Start of MATERIAL FOR THE TASK
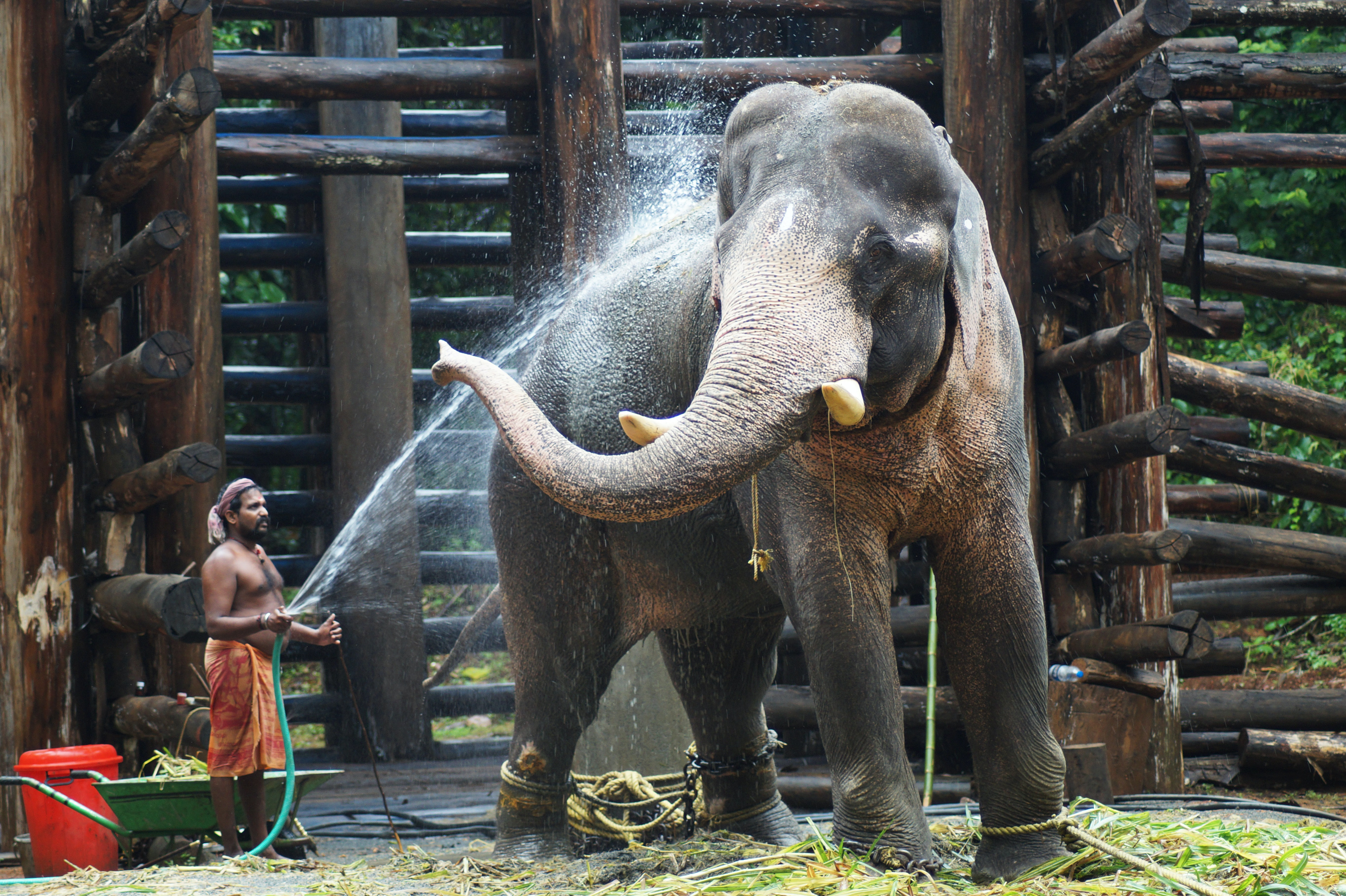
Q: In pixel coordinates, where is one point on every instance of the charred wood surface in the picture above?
(1223, 501)
(1263, 276)
(1149, 434)
(151, 484)
(134, 261)
(1184, 635)
(1213, 321)
(143, 603)
(1108, 243)
(1122, 549)
(1258, 397)
(1262, 597)
(1130, 39)
(1114, 344)
(151, 365)
(1262, 470)
(1262, 548)
(159, 136)
(1255, 151)
(1087, 135)
(247, 155)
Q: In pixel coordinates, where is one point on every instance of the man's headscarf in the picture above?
(227, 497)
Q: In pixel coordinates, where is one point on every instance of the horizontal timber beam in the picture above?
(1236, 272)
(1262, 470)
(295, 190)
(1263, 548)
(1223, 501)
(1262, 597)
(268, 251)
(1147, 434)
(1255, 151)
(466, 313)
(1256, 397)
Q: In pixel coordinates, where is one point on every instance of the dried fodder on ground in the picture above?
(1228, 851)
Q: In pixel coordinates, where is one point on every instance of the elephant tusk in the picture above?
(643, 431)
(844, 400)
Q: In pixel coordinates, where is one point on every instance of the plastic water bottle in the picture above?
(1065, 673)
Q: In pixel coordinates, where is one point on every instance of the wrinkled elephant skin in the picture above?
(843, 244)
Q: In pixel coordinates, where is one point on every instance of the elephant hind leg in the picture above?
(722, 673)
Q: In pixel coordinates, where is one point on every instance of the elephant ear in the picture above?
(967, 266)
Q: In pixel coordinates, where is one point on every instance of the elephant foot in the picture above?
(776, 827)
(1009, 858)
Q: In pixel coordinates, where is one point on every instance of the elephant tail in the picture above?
(473, 632)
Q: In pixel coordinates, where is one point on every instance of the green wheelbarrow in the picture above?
(171, 806)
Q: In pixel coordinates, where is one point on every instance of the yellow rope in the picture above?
(1069, 827)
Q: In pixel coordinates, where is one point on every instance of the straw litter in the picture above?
(1243, 856)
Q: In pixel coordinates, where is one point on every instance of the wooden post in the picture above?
(184, 295)
(37, 487)
(368, 280)
(1145, 748)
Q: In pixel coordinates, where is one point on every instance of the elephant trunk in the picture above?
(753, 403)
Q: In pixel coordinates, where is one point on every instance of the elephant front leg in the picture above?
(994, 633)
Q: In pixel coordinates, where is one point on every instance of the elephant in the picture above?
(815, 365)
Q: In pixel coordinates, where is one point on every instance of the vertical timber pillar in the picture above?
(369, 345)
(184, 295)
(1146, 747)
(37, 477)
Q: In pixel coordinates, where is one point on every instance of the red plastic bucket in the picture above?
(62, 835)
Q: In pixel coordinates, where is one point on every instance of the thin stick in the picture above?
(374, 761)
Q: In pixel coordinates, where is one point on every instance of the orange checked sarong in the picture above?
(244, 727)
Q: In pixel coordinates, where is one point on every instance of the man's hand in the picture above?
(329, 633)
(279, 621)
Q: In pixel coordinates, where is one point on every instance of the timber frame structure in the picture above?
(116, 149)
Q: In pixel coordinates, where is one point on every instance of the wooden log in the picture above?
(1258, 397)
(1122, 549)
(1149, 434)
(1213, 241)
(162, 720)
(1227, 657)
(1114, 344)
(1084, 138)
(130, 64)
(1262, 470)
(143, 603)
(157, 139)
(1212, 113)
(151, 365)
(403, 9)
(1138, 681)
(151, 484)
(1106, 244)
(1228, 501)
(1259, 76)
(1256, 151)
(1087, 773)
(1317, 754)
(131, 264)
(1262, 597)
(1310, 709)
(306, 189)
(1260, 548)
(1181, 635)
(1231, 430)
(247, 155)
(1305, 14)
(1128, 41)
(1263, 276)
(1213, 321)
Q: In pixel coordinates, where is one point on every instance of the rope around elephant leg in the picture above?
(1064, 824)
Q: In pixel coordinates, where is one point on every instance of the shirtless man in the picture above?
(244, 617)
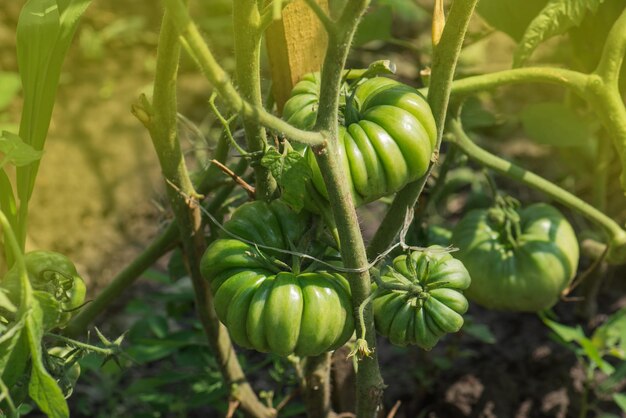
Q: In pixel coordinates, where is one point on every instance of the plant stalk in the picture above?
(160, 119)
(445, 57)
(369, 381)
(317, 391)
(247, 21)
(221, 82)
(616, 234)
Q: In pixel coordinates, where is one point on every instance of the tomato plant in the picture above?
(54, 274)
(385, 141)
(427, 300)
(519, 259)
(265, 304)
(330, 133)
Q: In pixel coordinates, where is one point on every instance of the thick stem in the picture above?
(160, 246)
(317, 380)
(444, 64)
(369, 381)
(221, 82)
(616, 234)
(161, 123)
(247, 20)
(567, 78)
(164, 242)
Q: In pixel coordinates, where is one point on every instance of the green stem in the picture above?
(88, 347)
(444, 64)
(160, 120)
(247, 21)
(438, 188)
(221, 82)
(164, 242)
(571, 79)
(369, 381)
(317, 386)
(323, 17)
(614, 231)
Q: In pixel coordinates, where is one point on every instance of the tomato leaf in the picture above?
(42, 388)
(44, 32)
(555, 124)
(556, 18)
(375, 26)
(292, 173)
(16, 151)
(620, 400)
(5, 302)
(10, 85)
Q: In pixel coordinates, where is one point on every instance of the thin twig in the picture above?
(233, 404)
(392, 413)
(248, 188)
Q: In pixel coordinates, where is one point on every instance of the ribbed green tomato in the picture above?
(54, 274)
(432, 307)
(387, 134)
(517, 266)
(263, 307)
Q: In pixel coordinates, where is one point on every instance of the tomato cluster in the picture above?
(387, 135)
(265, 303)
(519, 259)
(427, 300)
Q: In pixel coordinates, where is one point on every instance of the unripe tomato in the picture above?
(517, 265)
(264, 305)
(432, 308)
(386, 138)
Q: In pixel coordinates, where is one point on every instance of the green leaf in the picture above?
(292, 173)
(611, 336)
(42, 388)
(16, 151)
(375, 26)
(556, 18)
(555, 124)
(13, 353)
(10, 85)
(510, 16)
(7, 198)
(620, 400)
(406, 10)
(5, 302)
(44, 32)
(474, 116)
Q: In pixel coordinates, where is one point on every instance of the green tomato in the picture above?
(386, 140)
(264, 305)
(432, 307)
(54, 274)
(524, 270)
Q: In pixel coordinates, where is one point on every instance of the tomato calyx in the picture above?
(506, 219)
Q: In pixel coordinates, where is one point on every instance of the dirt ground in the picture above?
(99, 194)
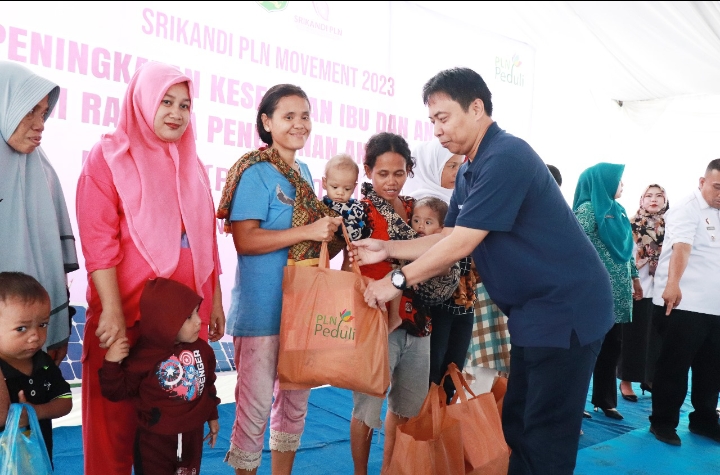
End of MATERIAL FOR THE TASK
◆ EXERCISE REQUIREMENTS ◆
Collect each line of the rows above that contains the word "timber", copying every one in full. Case counts.

◆ FINISHED EXERCISE ◆
Q: In pixel coordinates, where is one point on every instance of the horizontal timber beam in the picture above?
Q: In pixel coordinates, where is one point on every instance of the vertical timber pillar in the picture above?
Q: In pixel coordinates, where is one point on every instance of the timber frame structure in the picture above?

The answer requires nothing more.